__Records for the exercise__:
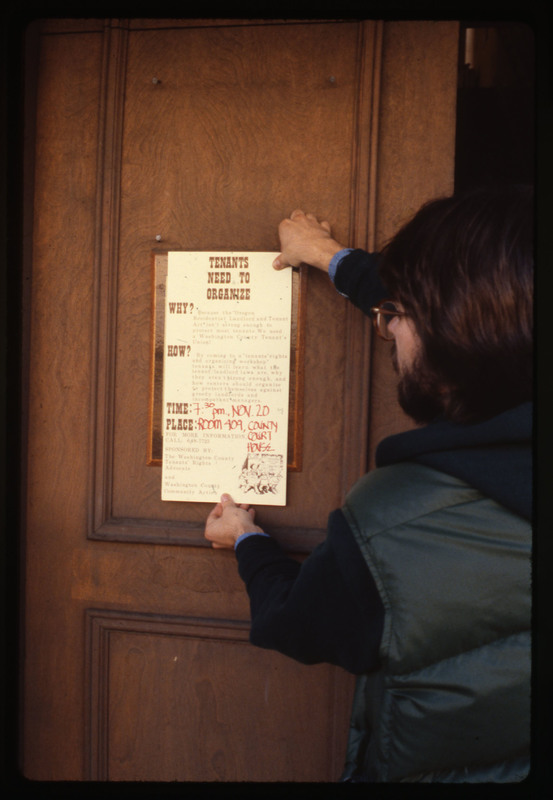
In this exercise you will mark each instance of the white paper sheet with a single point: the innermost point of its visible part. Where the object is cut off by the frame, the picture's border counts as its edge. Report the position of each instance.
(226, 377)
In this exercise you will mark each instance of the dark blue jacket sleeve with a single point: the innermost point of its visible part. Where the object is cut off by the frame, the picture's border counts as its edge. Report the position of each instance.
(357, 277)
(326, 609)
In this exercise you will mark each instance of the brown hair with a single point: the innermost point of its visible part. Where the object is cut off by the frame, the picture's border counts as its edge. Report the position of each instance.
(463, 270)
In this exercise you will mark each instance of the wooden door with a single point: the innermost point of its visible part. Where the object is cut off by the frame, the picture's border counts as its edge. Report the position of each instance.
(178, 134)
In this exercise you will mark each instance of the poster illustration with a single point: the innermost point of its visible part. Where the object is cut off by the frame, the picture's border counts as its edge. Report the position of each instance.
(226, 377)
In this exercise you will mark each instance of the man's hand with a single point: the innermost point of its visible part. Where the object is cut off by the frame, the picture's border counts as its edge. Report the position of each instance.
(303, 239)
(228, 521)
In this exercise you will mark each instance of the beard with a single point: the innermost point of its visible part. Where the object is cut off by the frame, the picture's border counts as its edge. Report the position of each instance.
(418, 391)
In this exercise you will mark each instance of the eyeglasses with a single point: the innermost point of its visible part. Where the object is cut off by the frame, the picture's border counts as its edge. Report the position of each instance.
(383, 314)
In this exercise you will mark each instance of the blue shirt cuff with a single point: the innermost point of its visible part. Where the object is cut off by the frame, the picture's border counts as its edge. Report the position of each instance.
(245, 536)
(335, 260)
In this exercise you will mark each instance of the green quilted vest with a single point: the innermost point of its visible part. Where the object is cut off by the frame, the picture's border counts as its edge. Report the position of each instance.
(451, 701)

__Problem__: Go through the listing above and write it out again exactly, dropping the pictures.

__Solution__:
In this exercise you will mark each instance of the white paper sheet with a single point: the innermost point of its visible part. Where the object is cut off by the frame, the picture's border counts as its edge. Report the position of each instance.
(226, 377)
In this exercise you will mark each instance of the dark blue jacket sleeve with a single point: the innermost point of its visible part. Where the object is cut off by the frame, the picture's border counts as its edge. Report the position of each instance.
(357, 277)
(326, 609)
In this exercise you will mark each instance of the brown hair with a single point: the innermost point of its visible part. Where the object is cut off by the frame, the picture's border counts as its edge. Report the position of each instance.
(463, 270)
In this exercise you will mark each instance of the wooden door with a single point: the innermost point of its visible part. Where the object is cut off by the frame, the picture's border counts as its edge. Report the position of each instance.
(178, 134)
In this exercise you will mark each instance of the poster illustration with a single point: the innermost point of its visible part. Where the object is cut off by the frame, the picture's border counts as its edge. Report the position of each instance.
(226, 377)
In this exercise you will mark each instance of the man's hand with a single point: the innermost point of its visible part. Where the object is cut off by the frame, the picture's border counts as its edge. Report the position of each instance.
(303, 239)
(228, 521)
In this exercise you will mark each instance of the beard with a single point: the innermost point of its visible part. Where the object is cut off by the frame, the picture's border counts as its edge. Report the position of each instance.
(418, 391)
In this exercise you will mark each instance of the eyeglasses with a single point: the innermost point of its visible part. Where the object is cut off by the frame, the picture's border counts as its edge. Report the position of each instance.
(383, 314)
In this exercise you will mark each instance of the blue shirt cuff with a single point: the innermost point of its visible part. Where the object is cut off by the frame, the picture's border counts as its edge. Report the position of each instance.
(245, 536)
(335, 260)
In this exercise you will mark each instance of the green quilted vest with a single point: the innermost point of its visible part. Where the object is cut off by the frame, the picture's border counts as its edge. Report the position of each instance.
(451, 701)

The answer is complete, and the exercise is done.